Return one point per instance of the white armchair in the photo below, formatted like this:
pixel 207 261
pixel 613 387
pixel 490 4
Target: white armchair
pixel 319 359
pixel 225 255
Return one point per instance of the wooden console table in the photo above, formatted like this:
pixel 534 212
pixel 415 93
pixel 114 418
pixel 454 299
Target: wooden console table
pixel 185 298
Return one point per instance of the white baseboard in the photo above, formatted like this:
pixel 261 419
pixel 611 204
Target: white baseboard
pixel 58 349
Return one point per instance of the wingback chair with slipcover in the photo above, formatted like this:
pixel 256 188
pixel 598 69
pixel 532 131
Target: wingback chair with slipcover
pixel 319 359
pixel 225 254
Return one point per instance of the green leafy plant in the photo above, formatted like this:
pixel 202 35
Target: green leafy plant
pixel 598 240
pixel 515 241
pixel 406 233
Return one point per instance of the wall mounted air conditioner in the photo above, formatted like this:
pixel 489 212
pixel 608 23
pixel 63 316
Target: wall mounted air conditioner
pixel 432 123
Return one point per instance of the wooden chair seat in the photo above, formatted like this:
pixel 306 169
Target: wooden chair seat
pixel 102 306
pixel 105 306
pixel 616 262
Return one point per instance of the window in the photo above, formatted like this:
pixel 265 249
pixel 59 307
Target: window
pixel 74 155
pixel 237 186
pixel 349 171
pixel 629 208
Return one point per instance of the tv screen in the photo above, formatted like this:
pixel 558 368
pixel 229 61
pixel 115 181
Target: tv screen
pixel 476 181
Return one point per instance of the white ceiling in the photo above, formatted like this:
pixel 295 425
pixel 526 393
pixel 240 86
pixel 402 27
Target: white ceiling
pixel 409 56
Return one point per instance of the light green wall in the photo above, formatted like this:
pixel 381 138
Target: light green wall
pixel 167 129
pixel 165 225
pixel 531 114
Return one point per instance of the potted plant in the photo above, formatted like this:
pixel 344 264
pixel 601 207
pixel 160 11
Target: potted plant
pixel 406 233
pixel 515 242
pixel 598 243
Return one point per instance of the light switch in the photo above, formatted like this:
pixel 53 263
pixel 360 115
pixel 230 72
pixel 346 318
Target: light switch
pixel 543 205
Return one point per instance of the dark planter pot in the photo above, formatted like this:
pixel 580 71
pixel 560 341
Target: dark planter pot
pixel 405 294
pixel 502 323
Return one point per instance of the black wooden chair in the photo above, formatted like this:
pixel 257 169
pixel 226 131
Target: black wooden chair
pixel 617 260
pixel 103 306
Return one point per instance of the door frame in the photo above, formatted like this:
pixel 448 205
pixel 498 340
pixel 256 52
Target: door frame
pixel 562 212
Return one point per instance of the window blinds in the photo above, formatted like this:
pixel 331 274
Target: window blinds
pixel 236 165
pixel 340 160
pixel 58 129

• • • • • • •

§ **Goal of the exercise**:
Would you copy the entire listing exactly, missing nothing?

§ **Completed exercise**:
Return one point per instance of the white armchair in the photo below, formatted like this:
pixel 207 261
pixel 613 387
pixel 490 4
Target: white armchair
pixel 319 359
pixel 225 255
Return one point per instance of the wooden console table in the photo above, formatted like this:
pixel 534 212
pixel 415 93
pixel 114 418
pixel 454 299
Target: wooden console table
pixel 185 298
Return one point per instance of the white baseboard in the photo above, formatted like this:
pixel 261 419
pixel 611 204
Target: white baseboard
pixel 58 349
Return one point per instance of the wingback chair with slipcover in the photo above, formatted like this:
pixel 256 188
pixel 598 69
pixel 532 131
Target: wingback chair with slipcover
pixel 319 359
pixel 225 254
Return one point per instance of the green leafy plant in the photo above, formatted like this:
pixel 202 35
Target: green leafy plant
pixel 598 240
pixel 515 241
pixel 406 233
Return one point per instance of the wall mounted air conditioner in the photo above, formatted like this:
pixel 489 212
pixel 608 23
pixel 63 316
Target: wall mounted air conditioner
pixel 432 123
Return one point per instance of the wooden chair seat in the photo above, formatted like this:
pixel 306 169
Target: wooden chair seat
pixel 102 306
pixel 105 306
pixel 616 262
Return one point per instance of the window in the photo above, formatted like this:
pixel 265 249
pixel 59 307
Target: window
pixel 74 155
pixel 237 186
pixel 349 171
pixel 629 208
Return one point per instance of the tv screen in the photo above, formatted like this:
pixel 558 368
pixel 229 61
pixel 115 181
Target: tv screen
pixel 476 181
Return one point per instance of the white ceiling in the photo above, formatted like this:
pixel 295 425
pixel 526 393
pixel 240 86
pixel 402 27
Target: white ceiling
pixel 409 56
Return one point per instance of the light green wall in the photo above, formatted like this:
pixel 381 138
Target: light green wall
pixel 167 129
pixel 165 225
pixel 531 114
Return one point per instance of the potted plant in the photo above, formatted like this:
pixel 344 264
pixel 601 207
pixel 160 11
Target: potted plant
pixel 406 233
pixel 515 242
pixel 598 243
Return one point per instance of the light switch in the photo above, formatted like this:
pixel 53 263
pixel 360 115
pixel 230 72
pixel 346 318
Target: light switch
pixel 543 205
Return one point per instance of the dark planter pot in the photo above, formatted like this:
pixel 580 71
pixel 560 341
Target: dark planter pot
pixel 405 294
pixel 502 323
Return one point per instance of the black wooden chair in the photo above, formatted like this:
pixel 257 169
pixel 226 131
Target: black wooden chair
pixel 617 260
pixel 103 306
Return one point per instance of the door frame in the photo above, formatted like this:
pixel 448 205
pixel 498 340
pixel 256 52
Target: door frame
pixel 562 212
Return one point per instance of the window blinds in the photo above, formatted like this:
pixel 331 274
Target: window blinds
pixel 236 165
pixel 340 160
pixel 58 129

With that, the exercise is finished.